_TASK INSTRUCTIONS_
Please output all the entries word for word, without the pictures.

►

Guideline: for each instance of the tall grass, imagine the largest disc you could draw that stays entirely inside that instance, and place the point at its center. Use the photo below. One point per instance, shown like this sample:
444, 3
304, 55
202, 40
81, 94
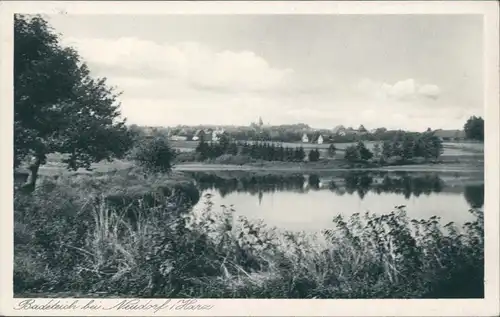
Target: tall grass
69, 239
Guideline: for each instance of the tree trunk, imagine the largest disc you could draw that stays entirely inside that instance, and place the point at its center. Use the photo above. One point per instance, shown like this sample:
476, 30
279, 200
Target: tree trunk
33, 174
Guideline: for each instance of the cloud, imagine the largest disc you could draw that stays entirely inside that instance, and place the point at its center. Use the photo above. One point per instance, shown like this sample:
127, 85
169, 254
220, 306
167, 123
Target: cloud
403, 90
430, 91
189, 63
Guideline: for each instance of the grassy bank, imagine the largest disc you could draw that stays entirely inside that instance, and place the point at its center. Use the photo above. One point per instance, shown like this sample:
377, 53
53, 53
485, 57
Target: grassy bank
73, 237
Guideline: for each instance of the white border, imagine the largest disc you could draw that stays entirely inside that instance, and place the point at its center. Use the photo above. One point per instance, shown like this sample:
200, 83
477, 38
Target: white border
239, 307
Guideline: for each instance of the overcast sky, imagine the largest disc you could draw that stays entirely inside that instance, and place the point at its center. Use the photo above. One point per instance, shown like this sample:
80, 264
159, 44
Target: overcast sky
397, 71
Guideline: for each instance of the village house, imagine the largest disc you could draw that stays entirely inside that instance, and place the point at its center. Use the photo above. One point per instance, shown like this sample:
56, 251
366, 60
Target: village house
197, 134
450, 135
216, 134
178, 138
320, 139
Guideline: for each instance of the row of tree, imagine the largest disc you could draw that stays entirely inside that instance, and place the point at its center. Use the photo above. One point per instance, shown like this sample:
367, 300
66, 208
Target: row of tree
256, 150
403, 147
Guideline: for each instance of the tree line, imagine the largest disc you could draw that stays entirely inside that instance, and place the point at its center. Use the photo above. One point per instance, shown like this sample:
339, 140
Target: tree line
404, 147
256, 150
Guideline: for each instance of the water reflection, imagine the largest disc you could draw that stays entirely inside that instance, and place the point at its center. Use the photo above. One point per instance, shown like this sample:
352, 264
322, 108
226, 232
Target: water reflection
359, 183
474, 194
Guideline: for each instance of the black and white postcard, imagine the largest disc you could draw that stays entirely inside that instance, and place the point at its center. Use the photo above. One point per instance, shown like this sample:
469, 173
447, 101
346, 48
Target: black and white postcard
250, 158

◄

_FINISHED TASK_
Guideline: for each instance of the tall grass, imagine the largest disc you could draw that stays entirely inside that instance, and place the point at its center. Use the photo below. One point per instance, shown like this sample:
444, 3
304, 55
202, 40
81, 94
Target: tall grass
69, 239
Guideline: for each instance of the tree trunk, imagine the largest disc you could draw that stays entirely inside that instance, and place the point at its center. Use the photo above. One point per instance, shown like this sample:
476, 30
279, 200
Target: tree trunk
33, 174
Guideline: for each instance of the cloud, imagine the largest disc you could draw that stays entirely inside that instance, and place the point at its center. Use the photo above. One point per instance, shown like this sample:
127, 85
169, 254
220, 306
167, 123
Target: cloud
403, 90
430, 91
189, 63
Guideline: for each instance of the grassy bank, imagine the largest disc you could draw that stays entirely inside that instance, and place the point at its center. Use the photo above. One point per instance, shown like this sample:
377, 53
53, 53
485, 57
Target: grassy bank
73, 237
Guideline: for each instance of the white border, imagine the largest disc you could draw that stays entirely inside that instance, and place the point at its center. Use the photo above. One point per instance, shown like this sample:
200, 83
477, 38
Target: white border
239, 307
Guideline: for each instance of the overcast sky, imagine the largest disc you could draw that stays entirely inside that instance, and place the point at its center. Use the photo above. One point per instance, shown like this sample:
80, 264
159, 44
Target: overcast sky
397, 71
Guideline: for each instance of the village house, imagine the largest disc you could draw that stays entirely inside that instance, and place the point at its center. Use the photo above. One point per instance, shown like this sample:
56, 251
366, 60
Target: village house
197, 134
450, 135
216, 134
178, 138
320, 139
Guideline: for each instance of the row of tree, imagine the largest disc you could draw that stays entirely inside that instance, and place the point at its center. Use the photo above. One point per instance, shown like this sample:
367, 300
66, 208
Target: row of tree
256, 150
403, 147
Guideline: for each instance of the tree line, imagine the largest disc you could draw that stays entirely inside that instance, and place the point at its center. Use the photo above. One point per instance, shown like this sample:
339, 140
Target: tree line
404, 147
256, 150
Guideline: for each instance of the water reflection, imagine the largest disc you could draw that stays entirely inside that instance, and place the point at its center. Use the photo above. One point per instance, shown like this sample:
352, 264
322, 108
226, 232
Target: water reflection
359, 183
474, 194
Guideline: for each instance of the black and white postcard, imagine the largest disc you could draw that stays entirely inside that instance, and place the point at its center. Use the photo above. One point per instance, shown like this sample:
469, 173
447, 101
346, 48
Target: black and white postcard
250, 158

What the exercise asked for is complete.